> [To do]
Copy every line of the material below, from its start through the line containing "[199,157,261,190]", with both ends included. Increase each bounding box coordinate by 130 and leave all other text unchanged.

Rows from a dataset
⟨
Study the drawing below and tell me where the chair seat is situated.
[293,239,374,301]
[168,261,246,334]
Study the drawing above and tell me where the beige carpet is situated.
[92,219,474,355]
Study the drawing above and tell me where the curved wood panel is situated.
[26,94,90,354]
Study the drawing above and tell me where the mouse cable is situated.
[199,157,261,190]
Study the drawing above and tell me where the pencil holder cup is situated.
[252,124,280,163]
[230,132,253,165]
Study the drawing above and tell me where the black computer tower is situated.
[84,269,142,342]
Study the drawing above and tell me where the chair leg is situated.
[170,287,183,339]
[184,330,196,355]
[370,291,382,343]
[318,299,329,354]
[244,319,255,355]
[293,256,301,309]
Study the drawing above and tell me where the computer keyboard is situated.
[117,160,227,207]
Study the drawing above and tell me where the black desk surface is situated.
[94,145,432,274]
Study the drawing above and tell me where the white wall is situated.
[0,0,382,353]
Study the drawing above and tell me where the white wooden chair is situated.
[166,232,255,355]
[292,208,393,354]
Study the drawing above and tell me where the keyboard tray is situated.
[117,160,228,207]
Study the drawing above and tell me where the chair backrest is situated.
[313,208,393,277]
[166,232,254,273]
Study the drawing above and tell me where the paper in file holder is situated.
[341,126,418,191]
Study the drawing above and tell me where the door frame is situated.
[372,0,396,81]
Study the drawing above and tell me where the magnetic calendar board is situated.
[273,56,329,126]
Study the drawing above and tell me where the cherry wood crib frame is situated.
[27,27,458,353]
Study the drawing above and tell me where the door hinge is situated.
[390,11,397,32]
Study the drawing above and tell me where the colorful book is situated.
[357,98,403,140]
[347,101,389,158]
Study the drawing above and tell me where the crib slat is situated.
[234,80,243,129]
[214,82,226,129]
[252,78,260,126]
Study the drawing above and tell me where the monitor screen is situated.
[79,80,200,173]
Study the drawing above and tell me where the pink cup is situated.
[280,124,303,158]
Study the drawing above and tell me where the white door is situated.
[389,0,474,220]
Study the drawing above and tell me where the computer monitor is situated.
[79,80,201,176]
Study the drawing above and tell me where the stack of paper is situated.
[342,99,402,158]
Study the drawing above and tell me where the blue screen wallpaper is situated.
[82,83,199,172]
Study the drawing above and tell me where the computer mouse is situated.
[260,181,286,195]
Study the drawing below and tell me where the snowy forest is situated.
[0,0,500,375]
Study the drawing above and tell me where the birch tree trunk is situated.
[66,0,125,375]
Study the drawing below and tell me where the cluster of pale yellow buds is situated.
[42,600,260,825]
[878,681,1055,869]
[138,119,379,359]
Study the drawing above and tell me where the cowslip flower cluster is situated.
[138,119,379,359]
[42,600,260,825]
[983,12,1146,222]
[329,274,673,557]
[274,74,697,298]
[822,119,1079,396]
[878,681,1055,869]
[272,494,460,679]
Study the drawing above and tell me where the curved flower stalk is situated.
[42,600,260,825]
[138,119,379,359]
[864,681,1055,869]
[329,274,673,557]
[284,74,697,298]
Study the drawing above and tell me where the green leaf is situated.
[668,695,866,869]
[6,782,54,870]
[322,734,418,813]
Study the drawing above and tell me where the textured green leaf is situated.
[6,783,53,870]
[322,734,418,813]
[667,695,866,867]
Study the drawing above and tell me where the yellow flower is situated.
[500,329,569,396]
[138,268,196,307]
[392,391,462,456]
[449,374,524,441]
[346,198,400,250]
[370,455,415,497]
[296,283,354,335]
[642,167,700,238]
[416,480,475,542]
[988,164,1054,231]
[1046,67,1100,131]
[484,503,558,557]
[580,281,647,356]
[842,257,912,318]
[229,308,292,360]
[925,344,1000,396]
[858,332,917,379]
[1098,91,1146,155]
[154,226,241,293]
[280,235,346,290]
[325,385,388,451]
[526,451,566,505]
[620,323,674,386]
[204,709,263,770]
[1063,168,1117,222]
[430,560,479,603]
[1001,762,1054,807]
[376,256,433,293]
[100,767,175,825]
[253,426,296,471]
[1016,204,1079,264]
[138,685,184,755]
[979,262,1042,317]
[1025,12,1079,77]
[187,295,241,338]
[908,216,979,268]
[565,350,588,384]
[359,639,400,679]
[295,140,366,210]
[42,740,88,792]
⟩
> [The result]
Study the drawing below and tell me where the chair seat is situated.
[423,369,504,431]
[298,391,376,464]
Study the drawing above and tell me where the beige carpet is situated.
[222,349,604,485]
Study the drawing above and tell me where the curved wood panel is situated.
[156,224,220,484]
Study the drawing above and tell me where the mouse cable is situated.
[329,287,391,320]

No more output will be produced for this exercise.